CHALLENGE → List each line below that contains the word "Example".

DATA FOR THIS TASK →
::::::

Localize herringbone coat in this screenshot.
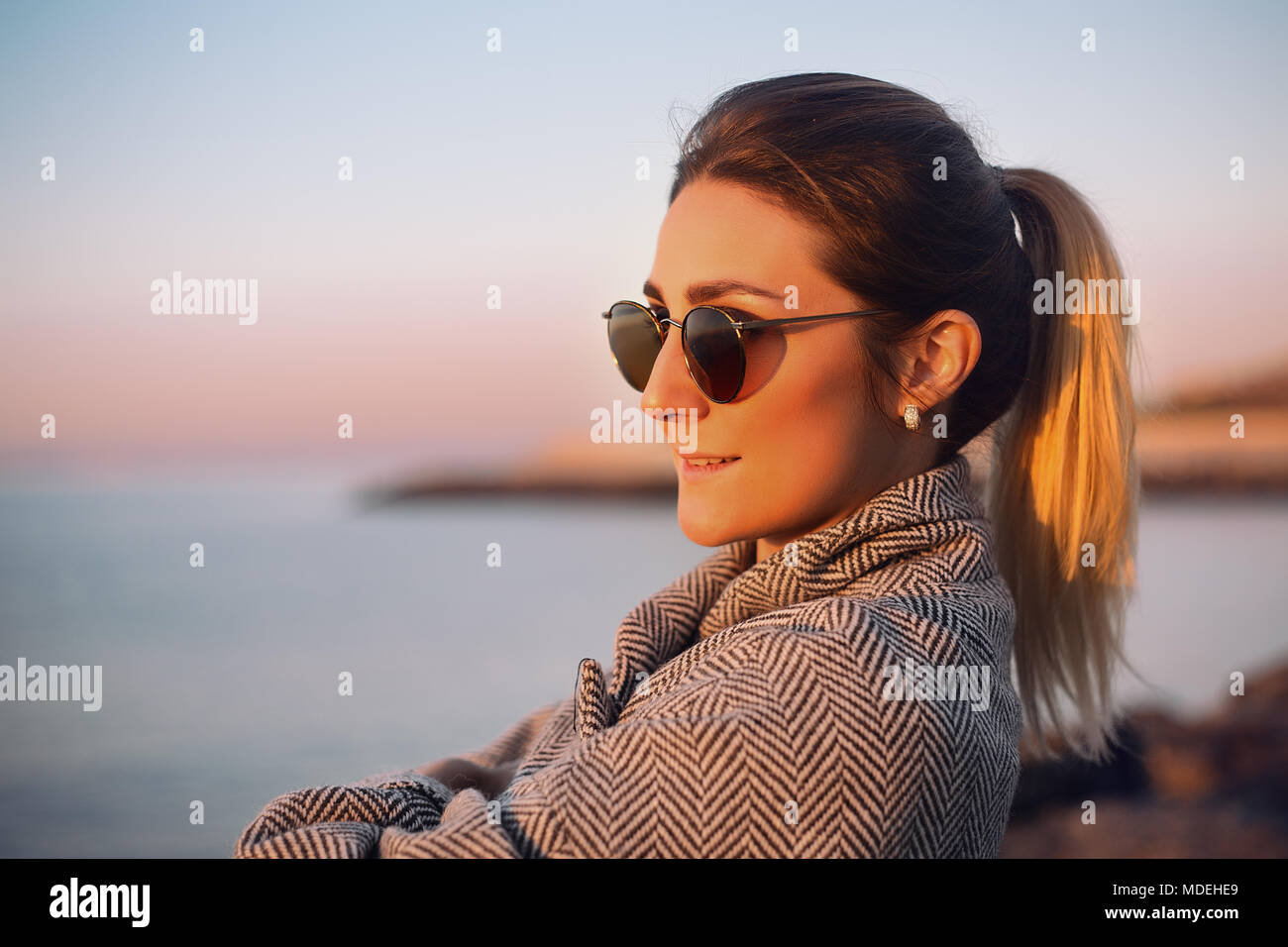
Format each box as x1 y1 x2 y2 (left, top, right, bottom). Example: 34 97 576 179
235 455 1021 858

::::::

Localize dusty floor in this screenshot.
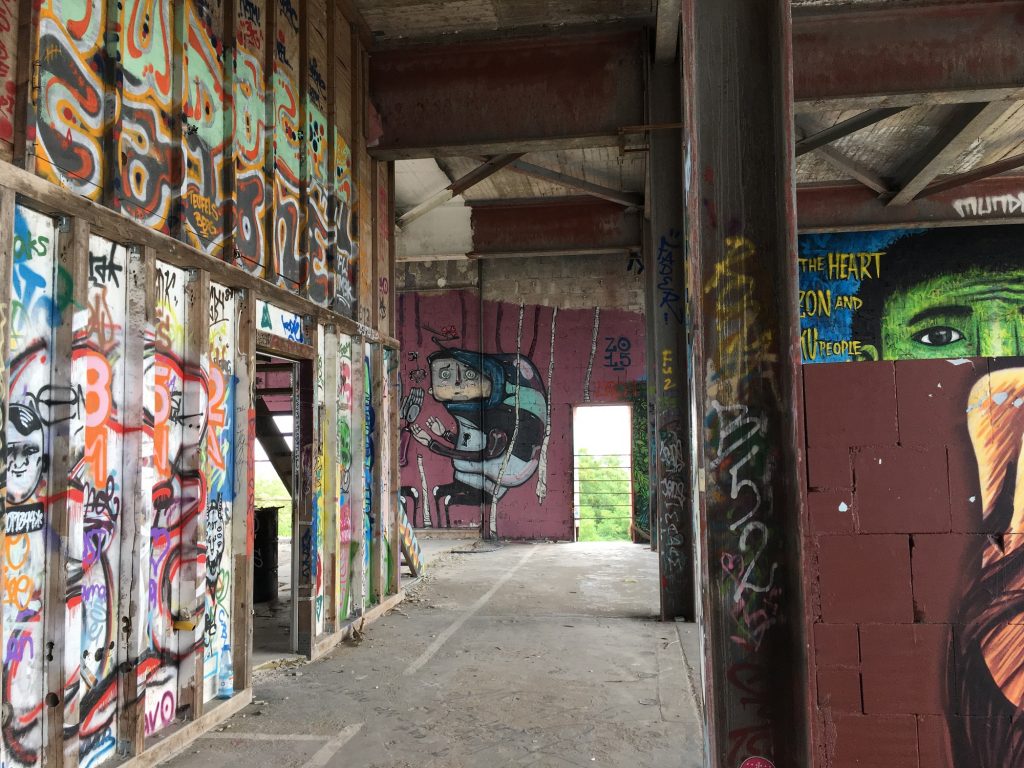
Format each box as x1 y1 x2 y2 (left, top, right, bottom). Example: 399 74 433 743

::::::

REPLY →
Format each box as x1 y1 x2 y2 (left, top, right, bottom). Example: 34 97 576 179
Format each box as x1 y1 x2 y2 (left, top, right, bottom). Example: 399 74 433 743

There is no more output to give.